▶ やること
「In this exercise you will mark each instance of the parked」がある行から「(1176, 232)」がある行までを、一字も変えずにそのまま書き写してください。最初と最後の行も含めます。

----------------------------------------

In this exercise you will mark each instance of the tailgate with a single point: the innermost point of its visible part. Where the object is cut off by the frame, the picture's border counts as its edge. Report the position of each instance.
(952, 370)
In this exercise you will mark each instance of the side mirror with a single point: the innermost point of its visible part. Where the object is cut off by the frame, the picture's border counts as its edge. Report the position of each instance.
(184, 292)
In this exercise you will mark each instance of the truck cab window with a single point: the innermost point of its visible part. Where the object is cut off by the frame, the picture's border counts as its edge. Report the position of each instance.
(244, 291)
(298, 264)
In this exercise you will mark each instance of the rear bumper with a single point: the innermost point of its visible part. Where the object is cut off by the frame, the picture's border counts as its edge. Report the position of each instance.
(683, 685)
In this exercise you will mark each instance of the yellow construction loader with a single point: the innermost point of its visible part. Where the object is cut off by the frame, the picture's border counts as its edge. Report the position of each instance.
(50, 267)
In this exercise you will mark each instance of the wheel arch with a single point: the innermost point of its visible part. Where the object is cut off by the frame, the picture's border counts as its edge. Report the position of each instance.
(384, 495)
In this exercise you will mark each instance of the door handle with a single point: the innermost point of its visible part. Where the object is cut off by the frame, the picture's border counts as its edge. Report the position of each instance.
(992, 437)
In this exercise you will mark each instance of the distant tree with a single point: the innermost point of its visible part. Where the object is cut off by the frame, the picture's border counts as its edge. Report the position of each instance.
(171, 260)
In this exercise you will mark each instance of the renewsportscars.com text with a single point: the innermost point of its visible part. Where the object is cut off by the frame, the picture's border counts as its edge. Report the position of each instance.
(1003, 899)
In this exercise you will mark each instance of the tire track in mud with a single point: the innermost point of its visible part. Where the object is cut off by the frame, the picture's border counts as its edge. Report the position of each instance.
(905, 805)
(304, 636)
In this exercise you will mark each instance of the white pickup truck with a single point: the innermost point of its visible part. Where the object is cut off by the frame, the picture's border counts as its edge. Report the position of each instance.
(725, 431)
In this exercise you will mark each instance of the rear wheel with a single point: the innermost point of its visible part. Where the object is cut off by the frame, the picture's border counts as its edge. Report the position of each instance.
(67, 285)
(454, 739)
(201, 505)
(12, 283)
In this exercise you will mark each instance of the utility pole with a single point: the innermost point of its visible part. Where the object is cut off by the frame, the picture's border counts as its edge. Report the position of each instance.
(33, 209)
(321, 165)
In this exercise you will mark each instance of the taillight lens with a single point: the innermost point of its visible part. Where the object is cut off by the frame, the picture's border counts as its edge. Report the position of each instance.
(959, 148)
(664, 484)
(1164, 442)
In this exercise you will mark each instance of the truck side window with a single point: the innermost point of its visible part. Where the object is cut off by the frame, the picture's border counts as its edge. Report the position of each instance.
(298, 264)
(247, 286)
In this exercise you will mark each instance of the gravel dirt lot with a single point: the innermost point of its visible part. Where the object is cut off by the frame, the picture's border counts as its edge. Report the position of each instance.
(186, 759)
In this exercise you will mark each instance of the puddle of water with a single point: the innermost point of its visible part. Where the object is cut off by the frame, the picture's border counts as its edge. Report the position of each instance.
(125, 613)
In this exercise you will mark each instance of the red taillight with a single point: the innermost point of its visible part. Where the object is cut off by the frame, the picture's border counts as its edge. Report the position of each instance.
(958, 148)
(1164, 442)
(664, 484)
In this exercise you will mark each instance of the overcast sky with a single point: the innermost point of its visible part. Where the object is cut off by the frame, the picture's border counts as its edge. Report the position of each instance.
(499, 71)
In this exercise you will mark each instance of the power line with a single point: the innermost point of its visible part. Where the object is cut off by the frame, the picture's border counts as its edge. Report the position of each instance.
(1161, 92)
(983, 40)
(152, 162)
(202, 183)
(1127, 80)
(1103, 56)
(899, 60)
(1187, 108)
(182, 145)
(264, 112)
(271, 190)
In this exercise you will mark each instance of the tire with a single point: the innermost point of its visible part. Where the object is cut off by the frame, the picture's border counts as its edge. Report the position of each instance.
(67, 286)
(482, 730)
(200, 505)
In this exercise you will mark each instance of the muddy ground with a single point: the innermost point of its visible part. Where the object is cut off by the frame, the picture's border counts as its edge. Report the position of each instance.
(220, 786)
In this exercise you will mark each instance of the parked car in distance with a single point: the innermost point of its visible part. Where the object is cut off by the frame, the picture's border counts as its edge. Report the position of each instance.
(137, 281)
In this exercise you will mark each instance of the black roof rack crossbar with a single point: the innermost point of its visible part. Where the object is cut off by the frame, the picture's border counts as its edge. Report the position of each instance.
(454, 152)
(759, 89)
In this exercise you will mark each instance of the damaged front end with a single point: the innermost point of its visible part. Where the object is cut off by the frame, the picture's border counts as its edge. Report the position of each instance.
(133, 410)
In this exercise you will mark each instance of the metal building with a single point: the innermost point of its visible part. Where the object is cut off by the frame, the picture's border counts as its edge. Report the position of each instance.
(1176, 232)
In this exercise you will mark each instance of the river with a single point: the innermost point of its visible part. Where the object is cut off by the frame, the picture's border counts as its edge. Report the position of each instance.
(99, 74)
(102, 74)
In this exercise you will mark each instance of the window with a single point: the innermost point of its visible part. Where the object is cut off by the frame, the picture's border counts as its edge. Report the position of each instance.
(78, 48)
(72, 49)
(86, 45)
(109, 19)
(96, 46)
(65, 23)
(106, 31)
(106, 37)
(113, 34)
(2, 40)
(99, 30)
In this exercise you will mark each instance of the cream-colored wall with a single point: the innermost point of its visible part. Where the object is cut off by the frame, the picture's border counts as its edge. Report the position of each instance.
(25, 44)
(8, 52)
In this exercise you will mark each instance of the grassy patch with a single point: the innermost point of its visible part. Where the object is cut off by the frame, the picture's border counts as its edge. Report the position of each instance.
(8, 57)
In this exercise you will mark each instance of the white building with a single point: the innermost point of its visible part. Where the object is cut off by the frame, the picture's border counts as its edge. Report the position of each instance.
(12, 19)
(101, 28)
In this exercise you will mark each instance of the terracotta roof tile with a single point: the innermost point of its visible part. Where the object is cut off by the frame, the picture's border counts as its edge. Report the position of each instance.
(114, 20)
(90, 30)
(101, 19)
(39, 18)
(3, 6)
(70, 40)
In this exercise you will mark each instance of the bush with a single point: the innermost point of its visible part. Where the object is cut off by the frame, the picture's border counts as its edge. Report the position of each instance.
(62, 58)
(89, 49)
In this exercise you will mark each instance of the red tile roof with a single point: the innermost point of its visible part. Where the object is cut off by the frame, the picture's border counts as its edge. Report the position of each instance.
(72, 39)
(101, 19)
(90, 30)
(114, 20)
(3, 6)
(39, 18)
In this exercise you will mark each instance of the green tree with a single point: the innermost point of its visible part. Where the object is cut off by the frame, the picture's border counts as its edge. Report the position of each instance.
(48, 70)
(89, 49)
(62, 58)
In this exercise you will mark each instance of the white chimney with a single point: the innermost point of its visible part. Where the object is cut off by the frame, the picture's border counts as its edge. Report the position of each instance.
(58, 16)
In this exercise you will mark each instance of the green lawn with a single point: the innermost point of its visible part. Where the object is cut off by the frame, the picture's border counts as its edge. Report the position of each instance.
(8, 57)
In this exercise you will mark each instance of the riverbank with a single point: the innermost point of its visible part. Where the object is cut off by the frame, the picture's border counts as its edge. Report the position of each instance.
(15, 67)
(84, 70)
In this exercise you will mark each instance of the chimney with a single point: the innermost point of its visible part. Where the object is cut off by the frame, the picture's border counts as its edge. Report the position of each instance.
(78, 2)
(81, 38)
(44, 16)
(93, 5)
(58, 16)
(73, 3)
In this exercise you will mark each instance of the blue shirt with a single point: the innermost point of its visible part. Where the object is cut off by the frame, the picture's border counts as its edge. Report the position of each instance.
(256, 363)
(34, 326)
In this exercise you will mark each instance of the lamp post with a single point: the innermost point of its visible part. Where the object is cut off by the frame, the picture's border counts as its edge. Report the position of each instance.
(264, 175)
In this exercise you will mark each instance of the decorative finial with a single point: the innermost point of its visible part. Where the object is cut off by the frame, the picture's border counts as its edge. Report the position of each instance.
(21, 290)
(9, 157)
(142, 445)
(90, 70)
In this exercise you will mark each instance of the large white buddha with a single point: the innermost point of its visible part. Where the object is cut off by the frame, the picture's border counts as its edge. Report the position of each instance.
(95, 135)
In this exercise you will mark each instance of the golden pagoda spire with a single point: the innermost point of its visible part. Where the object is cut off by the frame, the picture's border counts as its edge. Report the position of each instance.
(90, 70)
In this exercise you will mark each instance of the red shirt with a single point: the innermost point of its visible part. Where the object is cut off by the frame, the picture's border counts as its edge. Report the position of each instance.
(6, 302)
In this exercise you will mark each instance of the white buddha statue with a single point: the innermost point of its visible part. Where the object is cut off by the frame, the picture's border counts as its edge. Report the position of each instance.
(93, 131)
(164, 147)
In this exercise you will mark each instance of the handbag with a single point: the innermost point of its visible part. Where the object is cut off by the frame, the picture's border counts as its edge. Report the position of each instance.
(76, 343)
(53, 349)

----------------------------------------

▶ 回答全文
In this exercise you will mark each instance of the parked car in distance with a single point: the innermost point of its visible part. Where the object is cut off by the frame, the picture's border counts as its edge. Report the position of each instance.
(137, 281)
In this exercise you will mark each instance of the black roof rack crossbar with a single point: the innermost point of its visible part. Where the object is cut off by the frame, the picture's border counts as its edge. Report the position of each instance.
(454, 152)
(759, 89)
In this exercise you will mark each instance of the damaged front end with a single point: the innermost point of its visible part. Where the object is cut off by the frame, the picture's border counts as its edge. Report the position of each instance.
(133, 410)
In this exercise you will mark each instance of the metal building with a single point: the innermost point of its visible part. Where the object is cut off by the frame, the picture's border counts as its edge. Report the position of each instance.
(1176, 232)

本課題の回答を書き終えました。